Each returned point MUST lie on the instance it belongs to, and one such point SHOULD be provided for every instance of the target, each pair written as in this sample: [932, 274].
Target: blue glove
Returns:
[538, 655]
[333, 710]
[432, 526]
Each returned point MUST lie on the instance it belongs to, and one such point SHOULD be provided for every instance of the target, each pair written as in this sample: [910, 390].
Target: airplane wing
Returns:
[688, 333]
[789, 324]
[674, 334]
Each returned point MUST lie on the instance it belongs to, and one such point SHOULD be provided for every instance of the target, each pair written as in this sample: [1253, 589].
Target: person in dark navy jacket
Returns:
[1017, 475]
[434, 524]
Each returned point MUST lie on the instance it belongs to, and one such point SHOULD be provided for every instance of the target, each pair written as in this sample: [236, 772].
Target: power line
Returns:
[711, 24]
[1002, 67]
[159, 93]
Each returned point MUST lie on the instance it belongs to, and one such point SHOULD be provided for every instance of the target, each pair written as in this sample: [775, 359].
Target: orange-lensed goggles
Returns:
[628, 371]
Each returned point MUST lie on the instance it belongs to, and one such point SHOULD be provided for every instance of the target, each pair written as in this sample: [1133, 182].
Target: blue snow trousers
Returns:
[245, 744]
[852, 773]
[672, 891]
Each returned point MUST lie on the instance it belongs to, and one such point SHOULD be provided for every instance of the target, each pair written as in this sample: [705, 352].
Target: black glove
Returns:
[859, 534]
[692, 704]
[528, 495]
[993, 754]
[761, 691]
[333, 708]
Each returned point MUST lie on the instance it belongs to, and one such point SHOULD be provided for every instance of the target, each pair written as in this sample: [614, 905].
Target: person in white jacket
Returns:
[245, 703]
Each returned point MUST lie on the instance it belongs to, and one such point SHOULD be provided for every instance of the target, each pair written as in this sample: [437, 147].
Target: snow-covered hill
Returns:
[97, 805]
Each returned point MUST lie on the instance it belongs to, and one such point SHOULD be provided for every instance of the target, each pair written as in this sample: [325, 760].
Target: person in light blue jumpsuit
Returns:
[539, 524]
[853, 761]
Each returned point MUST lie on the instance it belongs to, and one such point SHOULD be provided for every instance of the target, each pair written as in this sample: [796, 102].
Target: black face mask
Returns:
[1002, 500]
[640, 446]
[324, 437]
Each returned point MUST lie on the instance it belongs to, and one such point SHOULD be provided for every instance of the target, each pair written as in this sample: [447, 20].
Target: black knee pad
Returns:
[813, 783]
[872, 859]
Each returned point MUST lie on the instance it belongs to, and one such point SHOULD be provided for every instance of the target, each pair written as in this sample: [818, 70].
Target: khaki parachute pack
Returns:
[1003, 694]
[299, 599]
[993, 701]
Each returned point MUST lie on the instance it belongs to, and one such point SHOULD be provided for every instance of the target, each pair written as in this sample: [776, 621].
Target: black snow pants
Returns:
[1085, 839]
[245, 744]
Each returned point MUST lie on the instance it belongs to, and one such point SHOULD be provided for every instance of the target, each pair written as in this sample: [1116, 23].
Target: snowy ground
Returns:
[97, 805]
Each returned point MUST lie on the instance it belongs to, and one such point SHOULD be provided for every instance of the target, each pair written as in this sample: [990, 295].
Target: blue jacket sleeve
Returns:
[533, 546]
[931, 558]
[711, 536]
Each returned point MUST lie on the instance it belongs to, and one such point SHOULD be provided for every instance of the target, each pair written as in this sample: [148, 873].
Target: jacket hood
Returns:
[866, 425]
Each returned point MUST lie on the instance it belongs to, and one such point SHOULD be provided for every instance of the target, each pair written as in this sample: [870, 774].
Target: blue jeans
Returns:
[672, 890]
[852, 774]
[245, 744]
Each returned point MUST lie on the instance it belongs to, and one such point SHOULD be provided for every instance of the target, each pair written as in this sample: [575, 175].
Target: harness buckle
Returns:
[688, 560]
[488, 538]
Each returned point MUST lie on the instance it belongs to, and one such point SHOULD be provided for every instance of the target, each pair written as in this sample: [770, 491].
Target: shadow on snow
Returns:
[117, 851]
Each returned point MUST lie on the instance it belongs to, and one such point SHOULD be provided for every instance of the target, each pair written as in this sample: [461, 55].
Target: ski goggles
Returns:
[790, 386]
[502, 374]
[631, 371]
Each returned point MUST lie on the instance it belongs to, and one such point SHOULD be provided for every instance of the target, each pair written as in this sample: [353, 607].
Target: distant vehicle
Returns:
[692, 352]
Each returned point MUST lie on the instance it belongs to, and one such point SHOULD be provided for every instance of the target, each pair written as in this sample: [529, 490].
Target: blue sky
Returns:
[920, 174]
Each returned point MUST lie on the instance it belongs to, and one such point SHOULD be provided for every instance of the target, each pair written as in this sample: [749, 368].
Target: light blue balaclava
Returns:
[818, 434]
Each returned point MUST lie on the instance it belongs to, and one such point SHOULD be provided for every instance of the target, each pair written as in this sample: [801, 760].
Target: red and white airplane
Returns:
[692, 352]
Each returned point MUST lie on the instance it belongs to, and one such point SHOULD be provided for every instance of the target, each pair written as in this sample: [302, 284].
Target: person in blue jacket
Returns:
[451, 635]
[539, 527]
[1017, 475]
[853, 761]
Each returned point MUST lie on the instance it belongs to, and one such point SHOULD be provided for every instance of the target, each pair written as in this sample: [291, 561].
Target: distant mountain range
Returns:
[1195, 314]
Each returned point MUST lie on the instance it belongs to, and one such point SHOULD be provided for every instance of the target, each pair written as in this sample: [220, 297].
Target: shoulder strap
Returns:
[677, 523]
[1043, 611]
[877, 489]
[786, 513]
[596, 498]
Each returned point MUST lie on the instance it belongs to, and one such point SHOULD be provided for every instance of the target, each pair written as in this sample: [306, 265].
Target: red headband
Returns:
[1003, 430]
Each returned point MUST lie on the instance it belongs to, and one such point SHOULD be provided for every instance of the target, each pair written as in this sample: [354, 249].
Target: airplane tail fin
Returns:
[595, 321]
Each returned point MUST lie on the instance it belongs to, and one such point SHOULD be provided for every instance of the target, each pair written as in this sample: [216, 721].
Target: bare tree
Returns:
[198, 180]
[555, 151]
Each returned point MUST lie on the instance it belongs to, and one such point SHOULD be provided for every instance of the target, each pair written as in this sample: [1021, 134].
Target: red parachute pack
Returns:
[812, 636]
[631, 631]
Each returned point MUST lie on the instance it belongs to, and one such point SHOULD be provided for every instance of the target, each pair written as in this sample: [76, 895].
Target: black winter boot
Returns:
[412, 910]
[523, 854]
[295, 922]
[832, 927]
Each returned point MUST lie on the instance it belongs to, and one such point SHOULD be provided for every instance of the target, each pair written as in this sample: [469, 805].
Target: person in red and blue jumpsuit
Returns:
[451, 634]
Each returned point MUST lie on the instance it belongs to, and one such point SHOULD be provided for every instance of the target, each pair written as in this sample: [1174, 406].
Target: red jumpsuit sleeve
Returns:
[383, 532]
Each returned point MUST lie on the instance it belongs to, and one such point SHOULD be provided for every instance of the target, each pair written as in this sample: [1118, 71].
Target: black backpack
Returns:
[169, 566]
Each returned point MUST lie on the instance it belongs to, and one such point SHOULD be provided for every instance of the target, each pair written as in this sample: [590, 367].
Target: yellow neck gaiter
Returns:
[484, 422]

_ _ _ _

**TASK INSTRUCTIONS**
Copy out the items character for character, beginning with the line that contains "sample: [469, 805]." and ending after the last line of the items.

**RESULT OF THE EXERCISE**
Each returned point MUST lie on the instance it belongs to, and one such point SHOULD be provided for every instance of the target, each pair written as in this sample: [469, 805].
Target: person in red and blue jumpsuit
Returns:
[451, 634]
Each returned point MUST lie on the instance it belongs to, and one such point SHOULD be provided for every instance of the target, each pair written as in this sample: [1174, 406].
Target: red jumpsuit sleeve
Returns:
[383, 532]
Each returned point MUST lie on the instance it belongs to, and one such point SHOULD be provided for every instance of the target, each pair written as in this sample: [1118, 71].
Target: black backpack
Returns:
[169, 566]
Each returned point MUST lie on the instance it belongs to, and one such point SHOULD be provided for every instance of the target, each pair written as in this sample: [590, 367].
Target: yellow neck gaiter
Returns:
[484, 422]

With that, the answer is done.